_TASK GOAL_: Rewrite the lines below as a numbered list, skipping any blank lines and leaving out the pictures.

_MATERIALS PROVIDED_:
— begin —

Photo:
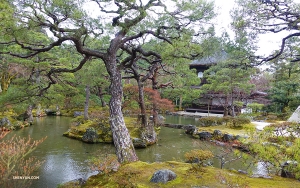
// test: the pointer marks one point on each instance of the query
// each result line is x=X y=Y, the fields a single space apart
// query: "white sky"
x=267 y=43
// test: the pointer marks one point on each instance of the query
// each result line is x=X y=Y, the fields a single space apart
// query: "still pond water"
x=67 y=159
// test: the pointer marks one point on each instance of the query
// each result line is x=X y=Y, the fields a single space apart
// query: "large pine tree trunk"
x=86 y=104
x=141 y=102
x=100 y=94
x=124 y=148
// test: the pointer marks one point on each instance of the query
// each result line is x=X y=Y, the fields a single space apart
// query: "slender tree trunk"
x=226 y=107
x=141 y=102
x=100 y=94
x=154 y=106
x=28 y=114
x=86 y=103
x=180 y=102
x=124 y=148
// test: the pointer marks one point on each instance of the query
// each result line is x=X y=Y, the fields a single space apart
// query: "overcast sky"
x=267 y=43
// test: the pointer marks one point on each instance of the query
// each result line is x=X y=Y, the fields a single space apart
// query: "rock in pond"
x=90 y=136
x=227 y=137
x=205 y=135
x=163 y=176
x=189 y=129
x=4 y=122
x=139 y=143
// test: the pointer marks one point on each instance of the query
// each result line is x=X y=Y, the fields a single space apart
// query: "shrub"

— end —

_COMPLETE ANSWER_:
1. Photo:
2. // test: the pointer marks one point on each instance of the query
3. // each result line is x=X y=Y, the fields a single space apart
4. // query: "white sky"
5. x=267 y=43
6. // test: the pointer marks one point on each instance of the query
7. // each result line is x=X y=Y, the fields a single space apart
8. // query: "still pond water"
9. x=67 y=159
10. // test: the pointer marks one point on each instance of the query
11. // each result line is x=X y=Y, the fields a single space apart
12. // query: "large pine tree trunk"
13. x=86 y=104
14. x=141 y=102
15. x=100 y=94
16. x=124 y=148
17. // test: the pointer marks one point on each instance of the query
18. // each result line is x=X y=Y, the fields a single space apart
19. // query: "slender tree trunk"
20. x=226 y=107
21. x=141 y=102
22. x=100 y=94
23. x=154 y=106
24. x=28 y=114
25. x=86 y=103
26. x=180 y=102
27. x=124 y=148
28. // test: the pointer marks one point on each instance of the query
29. // each result line is x=X y=Y, the fields a single space apart
30. // query: "overcast sky"
31. x=267 y=43
32. // test: the pointer marks one point on each instance of the query
33. // each result line is x=X y=Y, the fields a single space apart
34. // query: "rock in pond"
35. x=90 y=136
36. x=227 y=137
37. x=205 y=135
38. x=163 y=176
39. x=189 y=129
40. x=4 y=122
41. x=139 y=143
42. // test: the pointer marks one point on each instance of the query
43. // each result line is x=X y=Y, the fields a single space apart
44. // query: "shrub"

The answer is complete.